§ Short task
Retype the lines below without any change, beginning at the line that contains "The component shall identify every instance of the gray" and stopping after the line that contains "(1120, 286)". Give only those lines.

§ Some rows

--------------------------------

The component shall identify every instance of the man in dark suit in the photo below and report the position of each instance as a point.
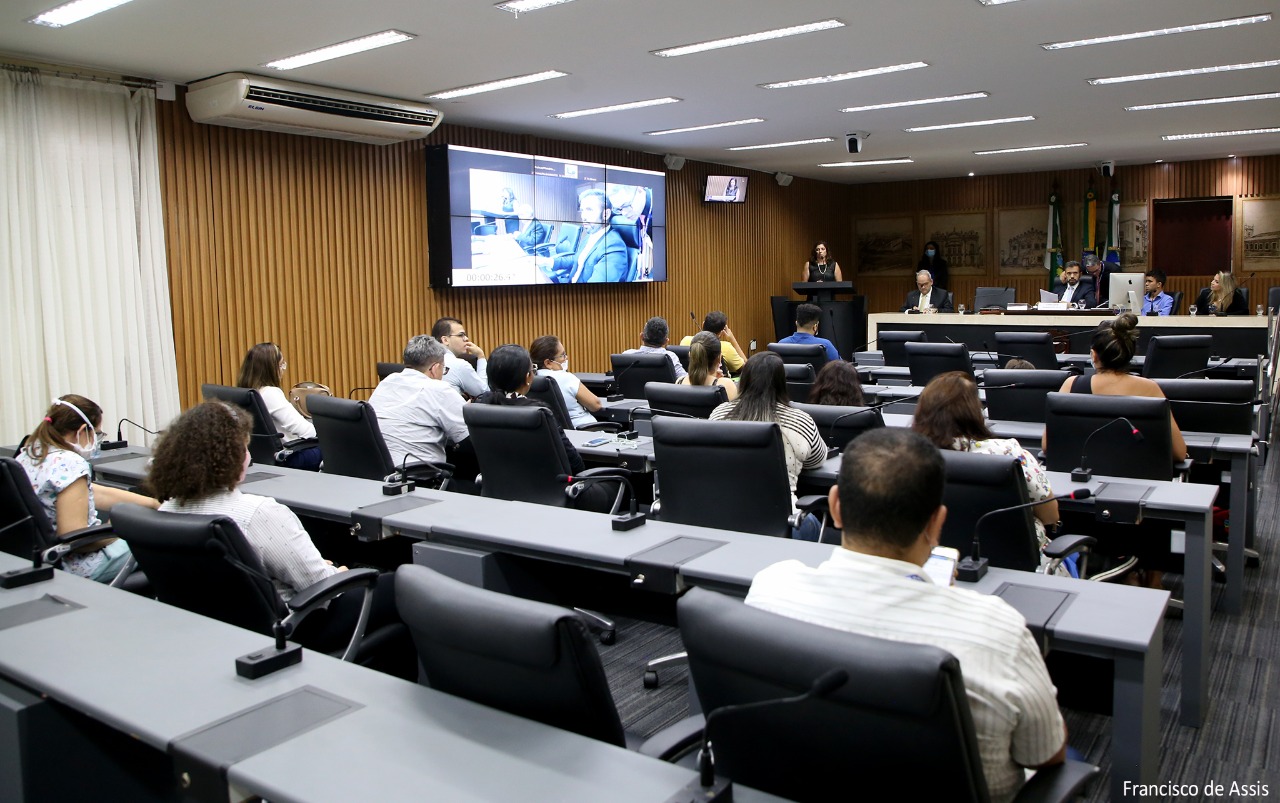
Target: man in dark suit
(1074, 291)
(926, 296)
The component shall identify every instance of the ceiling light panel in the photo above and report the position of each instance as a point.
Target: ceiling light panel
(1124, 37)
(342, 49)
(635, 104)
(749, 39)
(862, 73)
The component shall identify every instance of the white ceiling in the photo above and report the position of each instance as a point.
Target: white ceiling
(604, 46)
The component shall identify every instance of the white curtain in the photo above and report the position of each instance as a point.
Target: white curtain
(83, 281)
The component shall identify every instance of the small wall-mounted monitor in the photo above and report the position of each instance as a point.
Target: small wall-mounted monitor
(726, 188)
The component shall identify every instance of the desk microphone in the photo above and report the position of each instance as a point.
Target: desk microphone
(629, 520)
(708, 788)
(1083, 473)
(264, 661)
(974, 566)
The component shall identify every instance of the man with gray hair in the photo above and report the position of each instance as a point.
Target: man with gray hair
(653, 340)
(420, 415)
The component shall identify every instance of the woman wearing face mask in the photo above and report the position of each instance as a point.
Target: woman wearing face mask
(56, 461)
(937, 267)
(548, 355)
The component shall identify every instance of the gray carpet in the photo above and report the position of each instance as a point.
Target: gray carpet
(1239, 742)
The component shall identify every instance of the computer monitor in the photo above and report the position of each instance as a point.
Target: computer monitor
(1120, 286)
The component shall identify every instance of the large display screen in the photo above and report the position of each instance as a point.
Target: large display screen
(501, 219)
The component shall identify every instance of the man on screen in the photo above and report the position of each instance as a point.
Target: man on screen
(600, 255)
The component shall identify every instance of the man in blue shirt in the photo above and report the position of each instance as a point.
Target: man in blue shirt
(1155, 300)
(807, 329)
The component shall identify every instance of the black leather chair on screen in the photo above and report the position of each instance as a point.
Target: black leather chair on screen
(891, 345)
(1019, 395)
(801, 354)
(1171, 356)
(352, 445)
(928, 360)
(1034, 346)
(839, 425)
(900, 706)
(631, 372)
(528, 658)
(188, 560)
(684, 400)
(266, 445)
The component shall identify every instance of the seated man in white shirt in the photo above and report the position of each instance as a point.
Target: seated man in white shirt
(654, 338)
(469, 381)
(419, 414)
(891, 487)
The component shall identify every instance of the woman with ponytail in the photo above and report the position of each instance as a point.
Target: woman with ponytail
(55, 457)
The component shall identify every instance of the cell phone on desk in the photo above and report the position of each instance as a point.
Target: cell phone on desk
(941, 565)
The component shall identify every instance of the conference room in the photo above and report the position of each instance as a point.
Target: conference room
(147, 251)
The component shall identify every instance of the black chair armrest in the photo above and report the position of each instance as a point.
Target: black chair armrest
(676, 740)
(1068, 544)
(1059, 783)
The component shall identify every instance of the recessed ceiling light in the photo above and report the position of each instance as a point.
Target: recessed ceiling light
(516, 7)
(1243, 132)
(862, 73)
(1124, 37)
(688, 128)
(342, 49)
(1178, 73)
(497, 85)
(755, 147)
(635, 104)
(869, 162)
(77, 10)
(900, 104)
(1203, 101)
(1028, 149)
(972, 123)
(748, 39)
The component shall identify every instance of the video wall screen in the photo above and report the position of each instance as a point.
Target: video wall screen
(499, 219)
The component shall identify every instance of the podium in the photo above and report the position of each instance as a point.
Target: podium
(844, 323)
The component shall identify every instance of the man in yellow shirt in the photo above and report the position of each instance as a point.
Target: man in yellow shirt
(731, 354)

--------------------------------

§ Expected answer
The component shall identify every instance of the gray carpet in the photo above and report the position of each instance as a point.
Target: gray carpet
(1239, 742)
The component shall identify every instance of the computer monitor in the photo above and report the position of each instance as a point.
Target: computer monitor
(1120, 286)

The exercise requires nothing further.